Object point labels
● ● ● ●
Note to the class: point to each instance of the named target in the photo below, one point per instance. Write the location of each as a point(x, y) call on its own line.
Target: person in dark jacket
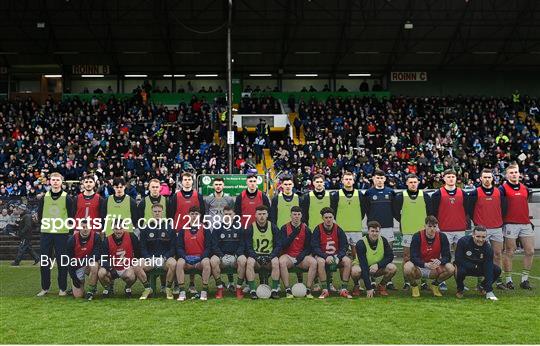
point(375, 258)
point(158, 241)
point(329, 245)
point(84, 251)
point(25, 234)
point(296, 251)
point(474, 257)
point(430, 258)
point(193, 247)
point(119, 250)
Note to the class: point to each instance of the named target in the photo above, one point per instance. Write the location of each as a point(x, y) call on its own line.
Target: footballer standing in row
● ● ● ●
## What to do
Can you turn the whole listing into a JSON list of strings, one string per line, with blank lines skipped and the pictures left out?

## Written solution
[
  "Note to the class: point to each instance of the named target in the photo below, one point per instance. Write the location of each as a point(x, y) call on its own line.",
  "Target: person in dark jacket",
  "point(375, 258)",
  "point(158, 241)",
  "point(329, 245)",
  "point(84, 251)",
  "point(25, 234)",
  "point(296, 251)",
  "point(474, 257)",
  "point(430, 258)",
  "point(193, 247)",
  "point(119, 250)",
  "Note to the class: point to each instance of the named target in the photo above, one point per instance. Write the location of each as a point(x, y) call on its own line.",
  "Target: footballer standing in row"
]